*Your assignment:* Return all entries verbatim; skip any pictures.

#### Data provided ####

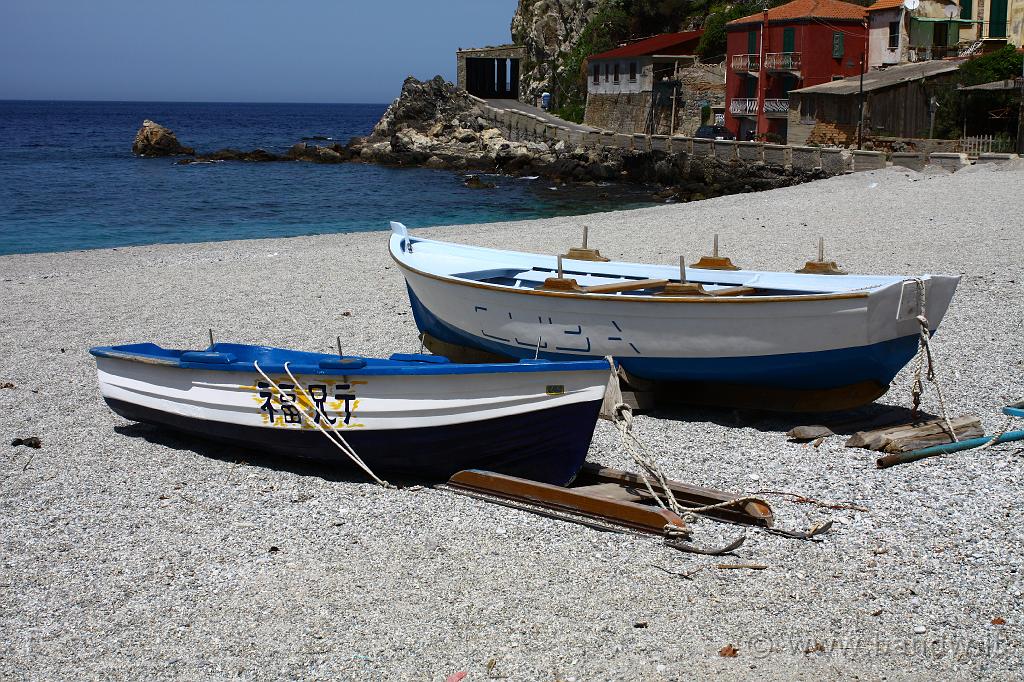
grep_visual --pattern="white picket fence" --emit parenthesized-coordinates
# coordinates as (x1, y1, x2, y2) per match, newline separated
(959, 135, 1010, 156)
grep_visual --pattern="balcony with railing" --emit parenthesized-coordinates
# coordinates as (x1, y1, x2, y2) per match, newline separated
(729, 97, 790, 117)
(763, 98, 789, 117)
(730, 54, 760, 72)
(730, 98, 758, 117)
(765, 52, 801, 73)
(907, 44, 960, 61)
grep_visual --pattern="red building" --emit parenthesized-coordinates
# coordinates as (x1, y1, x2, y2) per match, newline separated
(724, 0, 868, 141)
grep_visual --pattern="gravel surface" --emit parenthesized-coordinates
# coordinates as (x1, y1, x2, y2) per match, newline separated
(2, 162, 1022, 681)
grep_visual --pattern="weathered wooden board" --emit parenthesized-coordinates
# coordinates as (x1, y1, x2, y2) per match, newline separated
(846, 415, 982, 453)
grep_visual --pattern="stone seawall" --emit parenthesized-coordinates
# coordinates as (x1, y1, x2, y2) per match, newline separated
(462, 94, 974, 176)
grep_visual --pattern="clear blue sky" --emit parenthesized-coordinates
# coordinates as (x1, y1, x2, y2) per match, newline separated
(0, 0, 519, 103)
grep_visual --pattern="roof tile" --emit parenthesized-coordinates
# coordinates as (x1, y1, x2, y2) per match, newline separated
(728, 0, 866, 26)
(866, 0, 905, 11)
(589, 31, 704, 60)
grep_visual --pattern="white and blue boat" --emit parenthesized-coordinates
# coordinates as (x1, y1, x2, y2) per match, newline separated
(90, 343, 610, 485)
(388, 223, 960, 411)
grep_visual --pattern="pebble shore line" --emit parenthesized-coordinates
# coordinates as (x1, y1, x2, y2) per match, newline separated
(1, 162, 1022, 680)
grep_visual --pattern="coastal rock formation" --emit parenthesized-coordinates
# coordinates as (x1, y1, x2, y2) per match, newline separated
(511, 0, 600, 104)
(132, 120, 195, 157)
(138, 74, 823, 202)
(173, 141, 354, 165)
(347, 76, 821, 201)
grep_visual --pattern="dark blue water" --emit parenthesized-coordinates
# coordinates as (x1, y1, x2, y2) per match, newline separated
(0, 101, 654, 256)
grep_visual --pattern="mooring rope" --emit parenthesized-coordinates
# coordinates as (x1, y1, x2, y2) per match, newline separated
(252, 360, 391, 487)
(601, 358, 838, 542)
(909, 278, 959, 442)
(610, 401, 768, 534)
(600, 357, 767, 535)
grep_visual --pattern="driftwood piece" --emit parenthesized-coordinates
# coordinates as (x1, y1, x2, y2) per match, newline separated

####

*Reply to the task:*
grep_visual --pattern="white picket fence" --emit parenthesized-coordinates
# coordinates as (x1, y1, x2, y2) per match, newline separated
(959, 135, 1010, 156)
grep_visual --pattern="balcony with railing" --emit parenthesized-coordinates
# coordinates as (x1, y1, x2, y2) per match, newline separated
(729, 97, 790, 117)
(763, 98, 789, 117)
(730, 54, 760, 72)
(730, 98, 758, 117)
(765, 52, 801, 73)
(907, 44, 960, 61)
grep_visual --pattern="red building" --emit parenthesized-coordinates
# coordinates as (x1, y1, x2, y2) per match, newline separated
(724, 0, 868, 141)
grep_visual --pattern="gravel surface" --emit parenthesized-coordinates
# coordinates as (x1, y1, x2, y2) per match, newline separated
(2, 162, 1022, 681)
grep_visual --pattern="weathered wooden board" --emit parenthesized-coordinates
# coordinates as (x1, y1, x2, y2) per match, newline separated
(846, 415, 982, 453)
grep_visual --pattern="stone seawall" --emit parenthesized-coordinates
# coordinates as (x1, y1, x2, y2) per match, newline separated
(462, 94, 974, 176)
grep_visual --pattern="clear blue sky" --emit parenthesized-coordinates
# coordinates as (x1, y1, x2, y2) per match, newline separated
(0, 0, 519, 103)
grep_visual --pattern="roof tile" --emit parenthesized-coordinates
# coordinates as (x1, y1, x2, y2) per match, newline separated
(728, 0, 866, 26)
(866, 0, 905, 11)
(589, 31, 704, 60)
grep_visual --pattern="white and blue boat" --emit parenthesized-coordinates
# coordinates as (x1, y1, x2, y2) per match, newline separated
(90, 343, 610, 485)
(388, 223, 960, 411)
grep_visual --pattern="pebble shore line" --emit parenthesized-coordinates
# coordinates as (x1, y1, x2, y2) per match, newline separated
(1, 162, 1022, 680)
grep_visual --pattern="coastal rock formation" --emit parenthesized-coordinates
# coordinates as (x1, y1, x2, y2) per match, newline separated
(511, 0, 600, 104)
(132, 120, 195, 157)
(138, 74, 823, 202)
(173, 141, 354, 165)
(347, 76, 821, 201)
grep_visual --pattern="dark blue water" --emit parenthesized-coordinates
# coordinates as (x1, y1, x2, y2) per match, newline separated
(0, 101, 654, 256)
grep_visual --pattern="mooring rope" --emit parenthesized-coordinates
# coordinates as (x1, y1, x2, y2) per match, newline separated
(252, 360, 391, 487)
(601, 358, 838, 542)
(909, 278, 959, 442)
(610, 401, 768, 534)
(600, 357, 767, 535)
grep_visual --pattern="driftwood piece" --emit parenthesized-coordinates
# coordinates as (x1, y1, x2, y2) per match, newline separated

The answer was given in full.